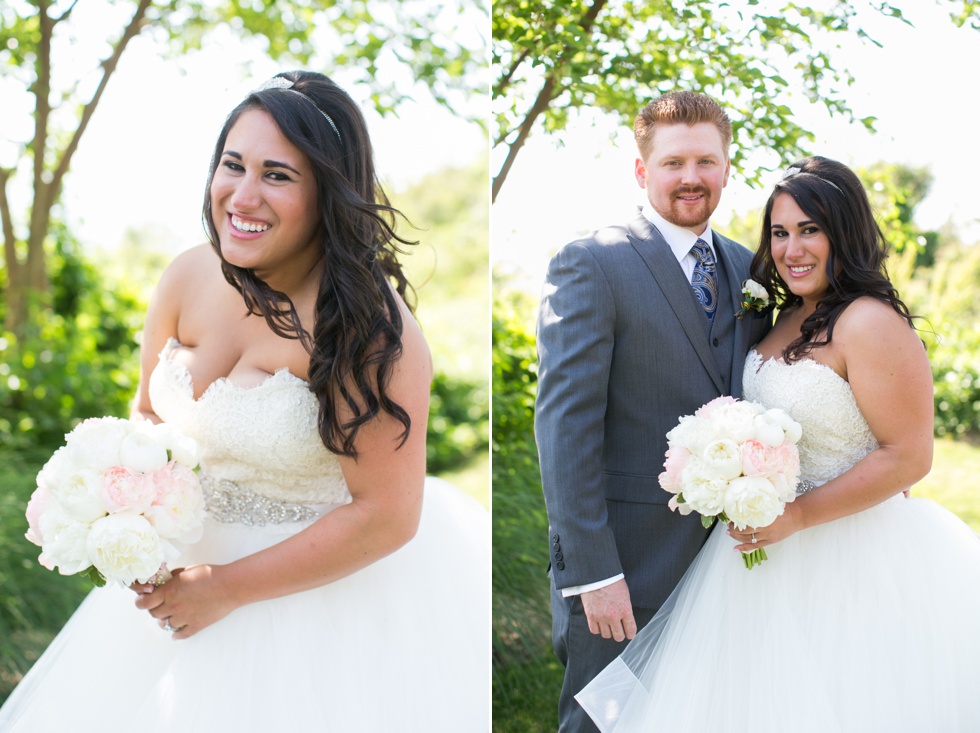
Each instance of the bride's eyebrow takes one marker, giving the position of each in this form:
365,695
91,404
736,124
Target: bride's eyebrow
________________________
▸ **ACTION ITEM**
Wherever an image appears, omit it, and retype everything else in the entries exactly.

▸ **COMPLETED EXERCISE**
Each instance of the bride's eyebrow takes one marker, giving the position of each in this form:
365,695
91,404
736,124
Target: bride's eyebrow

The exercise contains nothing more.